**COSA FARE**
Ricopia senza alcuna modifica il tratto del brano sui motivi del ricorso che va da "Con il secondo" a "giudizio in cassazione.".

Con il secondo motivo la ricorrente deduce la violazione e falsa applicazione dell'art. 115 c.p.c e 2733 c.c., per avere il giudice di appello ritenuto di non ammettere le prove orali poiché non fondate su fatti temporalmente circoscritti al momento del periodo di concepimento del figlio, confermando, in tale modo, la decisione assunta dal Tribunale. Anche tale secondo motivo è inammissibile, atteso che si sollecita una valutazione di merito non sindacabile nel giudizio in cassazione.
Quindi nel ricorso si contesta l'omesso esame di un fatto decisivo per il giudizio che è stato oggetto di discussione tra le parti, rappresentato dal giudizio risarcitorio proposto nei confronti della ricorrente in conseguenza della scoperta dell'adulterio, in cui il richiedente avrebbe affermato di aver diritto al risarcimento. Anche tale motivo viene ritenuto inammissibile, posto che la mancata considerazione del giudizio risarcitorio non riveste una portata decisiva ai fini del denunciato vizio ex art. 360, comma 1, n. 5 c.p.c.
Con il quarto motivo viene dedotta la violazione e falsa applicazione dell'art. 244, comma 2, c.c., e dell'art. 2697 c.c., circa la prova che deve essere fornita dall'attore in punto di conoscenza certa dell'adulterio della moglie. Tale motivo viene considerato infondato: invero la Corte d'Appello, premesse le regole generali in tema di riparto probatorio, ai fini della decorrenza del termine annuale per proporre l'azione di disconoscimento ex art. 244, comma 2, c.c. ribadisce la necessità di una acquisizione certa della conoscenza di un fatto riconducibile ad una vera e propria relazione o un incontro sessuale idoneo a determinare il concepimento, non essendo perciò sufficiente una infatuazione o una relazione sentimentale e neppure una mera frequentazione della moglie con un altro uomo.

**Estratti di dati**

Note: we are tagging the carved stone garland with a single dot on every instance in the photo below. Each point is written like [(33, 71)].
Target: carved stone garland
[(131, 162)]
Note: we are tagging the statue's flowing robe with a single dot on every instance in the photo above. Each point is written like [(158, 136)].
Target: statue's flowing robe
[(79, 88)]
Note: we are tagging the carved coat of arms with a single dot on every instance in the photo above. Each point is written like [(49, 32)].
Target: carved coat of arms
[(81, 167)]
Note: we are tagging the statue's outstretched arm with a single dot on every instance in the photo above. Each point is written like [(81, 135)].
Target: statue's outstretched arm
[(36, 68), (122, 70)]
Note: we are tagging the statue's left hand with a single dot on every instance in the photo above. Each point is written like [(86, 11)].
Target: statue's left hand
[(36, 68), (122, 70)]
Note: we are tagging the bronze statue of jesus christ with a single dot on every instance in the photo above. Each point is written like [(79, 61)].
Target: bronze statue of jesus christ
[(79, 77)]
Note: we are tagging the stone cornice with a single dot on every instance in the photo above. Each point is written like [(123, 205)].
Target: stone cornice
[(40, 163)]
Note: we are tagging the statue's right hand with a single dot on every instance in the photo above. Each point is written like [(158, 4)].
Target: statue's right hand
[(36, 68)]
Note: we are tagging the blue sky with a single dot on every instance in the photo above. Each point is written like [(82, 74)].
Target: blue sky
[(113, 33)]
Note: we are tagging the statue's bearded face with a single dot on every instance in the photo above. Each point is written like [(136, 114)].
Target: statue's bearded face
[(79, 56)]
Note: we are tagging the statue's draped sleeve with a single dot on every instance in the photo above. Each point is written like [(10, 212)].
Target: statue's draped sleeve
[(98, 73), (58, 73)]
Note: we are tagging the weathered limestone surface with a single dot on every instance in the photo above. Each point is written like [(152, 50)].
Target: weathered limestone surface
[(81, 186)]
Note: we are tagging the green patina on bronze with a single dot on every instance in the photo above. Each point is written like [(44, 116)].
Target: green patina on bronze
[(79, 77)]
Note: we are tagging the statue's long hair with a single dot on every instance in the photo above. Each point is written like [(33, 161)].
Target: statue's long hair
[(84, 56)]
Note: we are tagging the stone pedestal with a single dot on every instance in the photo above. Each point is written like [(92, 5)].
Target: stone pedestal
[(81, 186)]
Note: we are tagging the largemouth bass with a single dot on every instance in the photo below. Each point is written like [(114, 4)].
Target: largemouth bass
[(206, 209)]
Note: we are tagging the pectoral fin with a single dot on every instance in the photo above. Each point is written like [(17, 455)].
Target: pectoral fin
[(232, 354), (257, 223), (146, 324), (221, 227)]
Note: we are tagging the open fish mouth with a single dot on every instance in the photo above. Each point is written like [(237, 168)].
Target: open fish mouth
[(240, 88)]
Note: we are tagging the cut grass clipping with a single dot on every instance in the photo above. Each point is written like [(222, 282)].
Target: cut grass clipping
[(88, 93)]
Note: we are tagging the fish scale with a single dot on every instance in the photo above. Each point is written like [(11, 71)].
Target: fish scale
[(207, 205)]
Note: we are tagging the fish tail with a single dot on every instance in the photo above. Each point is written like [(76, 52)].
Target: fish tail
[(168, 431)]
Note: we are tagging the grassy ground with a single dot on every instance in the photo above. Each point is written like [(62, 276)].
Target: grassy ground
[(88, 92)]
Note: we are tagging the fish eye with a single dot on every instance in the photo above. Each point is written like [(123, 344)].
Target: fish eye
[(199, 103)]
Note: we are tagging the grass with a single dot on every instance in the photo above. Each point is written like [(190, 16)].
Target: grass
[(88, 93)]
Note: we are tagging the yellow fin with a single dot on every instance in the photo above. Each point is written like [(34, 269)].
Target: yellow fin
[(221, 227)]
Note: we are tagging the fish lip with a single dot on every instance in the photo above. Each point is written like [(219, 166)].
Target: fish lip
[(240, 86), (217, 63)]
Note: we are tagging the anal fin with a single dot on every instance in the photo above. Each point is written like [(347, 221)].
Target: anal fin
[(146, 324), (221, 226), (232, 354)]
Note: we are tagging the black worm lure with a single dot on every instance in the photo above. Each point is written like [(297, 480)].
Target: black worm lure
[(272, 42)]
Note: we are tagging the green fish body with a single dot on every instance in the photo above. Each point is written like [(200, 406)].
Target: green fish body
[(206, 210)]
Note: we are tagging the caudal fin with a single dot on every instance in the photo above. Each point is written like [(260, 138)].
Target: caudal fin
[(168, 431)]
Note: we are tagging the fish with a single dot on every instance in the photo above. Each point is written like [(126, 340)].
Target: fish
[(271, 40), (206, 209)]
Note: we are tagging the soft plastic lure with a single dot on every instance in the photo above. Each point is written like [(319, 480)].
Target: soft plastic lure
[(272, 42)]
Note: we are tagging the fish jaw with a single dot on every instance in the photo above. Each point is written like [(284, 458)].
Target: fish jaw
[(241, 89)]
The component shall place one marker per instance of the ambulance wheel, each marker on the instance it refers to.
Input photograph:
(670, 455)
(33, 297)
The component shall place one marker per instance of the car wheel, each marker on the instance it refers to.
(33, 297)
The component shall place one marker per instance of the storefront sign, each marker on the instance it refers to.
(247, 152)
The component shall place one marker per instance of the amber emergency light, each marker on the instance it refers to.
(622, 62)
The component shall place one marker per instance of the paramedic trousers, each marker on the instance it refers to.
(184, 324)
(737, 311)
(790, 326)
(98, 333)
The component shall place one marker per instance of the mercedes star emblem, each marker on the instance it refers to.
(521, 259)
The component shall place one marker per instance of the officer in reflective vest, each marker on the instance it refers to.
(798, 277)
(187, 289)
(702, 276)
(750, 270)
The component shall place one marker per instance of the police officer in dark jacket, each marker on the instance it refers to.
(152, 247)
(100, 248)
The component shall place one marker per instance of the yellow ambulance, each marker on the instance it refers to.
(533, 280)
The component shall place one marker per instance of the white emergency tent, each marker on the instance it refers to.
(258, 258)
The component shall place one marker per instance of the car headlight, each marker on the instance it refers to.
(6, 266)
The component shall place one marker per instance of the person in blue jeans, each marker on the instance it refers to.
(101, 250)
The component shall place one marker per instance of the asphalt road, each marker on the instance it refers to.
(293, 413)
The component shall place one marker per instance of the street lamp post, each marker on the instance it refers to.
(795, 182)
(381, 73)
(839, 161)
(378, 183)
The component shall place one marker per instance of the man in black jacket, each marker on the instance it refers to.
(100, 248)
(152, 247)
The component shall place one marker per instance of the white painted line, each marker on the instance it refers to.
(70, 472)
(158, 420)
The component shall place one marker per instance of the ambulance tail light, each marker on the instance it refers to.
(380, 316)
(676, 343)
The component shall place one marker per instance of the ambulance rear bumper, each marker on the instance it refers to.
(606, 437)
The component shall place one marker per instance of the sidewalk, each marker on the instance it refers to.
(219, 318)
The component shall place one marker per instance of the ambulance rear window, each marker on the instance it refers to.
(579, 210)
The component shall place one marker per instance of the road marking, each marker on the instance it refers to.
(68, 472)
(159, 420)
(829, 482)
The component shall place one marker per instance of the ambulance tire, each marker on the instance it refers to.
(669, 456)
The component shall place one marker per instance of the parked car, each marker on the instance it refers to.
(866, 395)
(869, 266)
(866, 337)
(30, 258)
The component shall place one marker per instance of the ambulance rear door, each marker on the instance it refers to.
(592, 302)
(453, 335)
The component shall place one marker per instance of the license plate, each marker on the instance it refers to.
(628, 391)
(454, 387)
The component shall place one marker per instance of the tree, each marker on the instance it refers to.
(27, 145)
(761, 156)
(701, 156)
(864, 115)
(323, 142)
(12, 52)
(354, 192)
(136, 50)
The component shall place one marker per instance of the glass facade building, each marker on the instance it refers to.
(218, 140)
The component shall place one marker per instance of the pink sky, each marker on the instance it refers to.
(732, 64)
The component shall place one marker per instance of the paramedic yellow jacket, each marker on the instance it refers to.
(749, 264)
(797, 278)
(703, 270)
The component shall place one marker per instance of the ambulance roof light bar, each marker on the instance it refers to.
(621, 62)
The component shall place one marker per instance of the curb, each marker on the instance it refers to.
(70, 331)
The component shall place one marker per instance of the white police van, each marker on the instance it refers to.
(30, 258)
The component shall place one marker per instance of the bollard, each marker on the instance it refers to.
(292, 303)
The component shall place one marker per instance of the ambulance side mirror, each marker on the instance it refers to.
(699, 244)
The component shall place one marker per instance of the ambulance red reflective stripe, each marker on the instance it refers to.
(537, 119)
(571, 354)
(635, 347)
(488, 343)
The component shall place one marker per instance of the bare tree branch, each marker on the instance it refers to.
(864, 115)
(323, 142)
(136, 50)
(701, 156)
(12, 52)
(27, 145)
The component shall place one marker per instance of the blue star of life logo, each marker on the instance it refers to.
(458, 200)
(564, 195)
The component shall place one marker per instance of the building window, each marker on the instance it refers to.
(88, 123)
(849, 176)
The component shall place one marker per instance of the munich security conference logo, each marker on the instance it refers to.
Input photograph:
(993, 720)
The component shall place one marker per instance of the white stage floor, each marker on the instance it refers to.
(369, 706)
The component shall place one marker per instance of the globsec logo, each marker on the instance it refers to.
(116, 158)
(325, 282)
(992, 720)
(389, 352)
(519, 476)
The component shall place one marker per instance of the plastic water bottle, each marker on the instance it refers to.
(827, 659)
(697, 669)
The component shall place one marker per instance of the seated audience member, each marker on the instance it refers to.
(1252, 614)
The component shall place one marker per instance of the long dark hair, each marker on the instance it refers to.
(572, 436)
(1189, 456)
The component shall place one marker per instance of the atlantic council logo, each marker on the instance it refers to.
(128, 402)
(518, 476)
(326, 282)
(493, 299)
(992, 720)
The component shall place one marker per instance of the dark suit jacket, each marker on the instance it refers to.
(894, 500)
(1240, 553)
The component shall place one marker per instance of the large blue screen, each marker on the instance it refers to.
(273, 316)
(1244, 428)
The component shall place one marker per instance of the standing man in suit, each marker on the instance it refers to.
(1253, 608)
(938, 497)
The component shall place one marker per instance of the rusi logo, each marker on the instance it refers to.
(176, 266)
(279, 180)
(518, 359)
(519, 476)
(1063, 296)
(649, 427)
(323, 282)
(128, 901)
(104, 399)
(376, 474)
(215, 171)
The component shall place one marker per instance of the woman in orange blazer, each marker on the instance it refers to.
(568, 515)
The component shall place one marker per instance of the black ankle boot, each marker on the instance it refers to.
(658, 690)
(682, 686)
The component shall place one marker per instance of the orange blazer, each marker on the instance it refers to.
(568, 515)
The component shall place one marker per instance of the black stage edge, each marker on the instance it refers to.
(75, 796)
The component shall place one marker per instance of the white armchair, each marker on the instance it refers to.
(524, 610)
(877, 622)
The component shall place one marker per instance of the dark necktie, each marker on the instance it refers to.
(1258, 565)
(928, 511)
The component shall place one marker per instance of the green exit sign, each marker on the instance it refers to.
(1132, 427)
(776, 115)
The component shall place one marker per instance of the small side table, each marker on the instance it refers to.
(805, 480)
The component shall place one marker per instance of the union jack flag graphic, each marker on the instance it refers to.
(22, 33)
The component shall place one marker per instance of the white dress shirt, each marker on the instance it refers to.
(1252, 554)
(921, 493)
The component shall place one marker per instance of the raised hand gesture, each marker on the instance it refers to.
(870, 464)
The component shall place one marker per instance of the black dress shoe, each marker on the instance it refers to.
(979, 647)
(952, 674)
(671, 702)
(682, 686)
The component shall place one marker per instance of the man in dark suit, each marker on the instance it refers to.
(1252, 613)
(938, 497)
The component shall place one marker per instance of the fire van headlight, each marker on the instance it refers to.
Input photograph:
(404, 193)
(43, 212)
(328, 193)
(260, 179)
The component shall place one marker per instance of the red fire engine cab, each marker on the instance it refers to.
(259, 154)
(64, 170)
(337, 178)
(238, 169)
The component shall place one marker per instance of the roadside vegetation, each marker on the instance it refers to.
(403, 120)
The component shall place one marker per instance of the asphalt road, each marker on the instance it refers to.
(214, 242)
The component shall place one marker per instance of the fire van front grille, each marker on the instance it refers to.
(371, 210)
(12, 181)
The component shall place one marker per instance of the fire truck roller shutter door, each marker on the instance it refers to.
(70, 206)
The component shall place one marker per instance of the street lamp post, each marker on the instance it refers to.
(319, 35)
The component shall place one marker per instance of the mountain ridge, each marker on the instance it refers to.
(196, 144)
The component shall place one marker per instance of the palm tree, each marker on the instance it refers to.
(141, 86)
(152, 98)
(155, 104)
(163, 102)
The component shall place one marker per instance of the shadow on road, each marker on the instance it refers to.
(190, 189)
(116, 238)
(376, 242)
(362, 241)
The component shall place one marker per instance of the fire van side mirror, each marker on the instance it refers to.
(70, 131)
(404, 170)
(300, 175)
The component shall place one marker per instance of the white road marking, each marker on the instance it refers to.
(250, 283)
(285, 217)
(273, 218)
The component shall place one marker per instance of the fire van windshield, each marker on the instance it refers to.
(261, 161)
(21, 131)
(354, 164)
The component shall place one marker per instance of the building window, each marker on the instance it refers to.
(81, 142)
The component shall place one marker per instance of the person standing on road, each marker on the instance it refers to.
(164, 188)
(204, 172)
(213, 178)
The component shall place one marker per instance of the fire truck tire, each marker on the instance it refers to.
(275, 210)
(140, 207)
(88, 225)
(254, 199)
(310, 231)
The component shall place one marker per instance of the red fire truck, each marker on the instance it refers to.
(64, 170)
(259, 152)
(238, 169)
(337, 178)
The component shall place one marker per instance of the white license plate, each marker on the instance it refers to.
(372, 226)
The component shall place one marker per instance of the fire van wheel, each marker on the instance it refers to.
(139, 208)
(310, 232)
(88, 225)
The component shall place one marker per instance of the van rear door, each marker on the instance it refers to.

**RISULTATO DELL'ESERCIZIO**
Con il secondo motivo la ricorrente deduce la violazione e falsa applicazione dell'art. 115 c.p.c e 2733 c.c., per avere il giudice di appello ritenuto di non ammettere le prove orali poiché non fondate su fatti temporalmente circoscritti al momento del periodo di concepimento del figlio, confermando, in tale modo, la decisione assunta dal Tribunale. Anche tale secondo motivo è inammissibile, atteso che si sollecita una valutazione di merito non sindacabile nel giudizio in cassazione.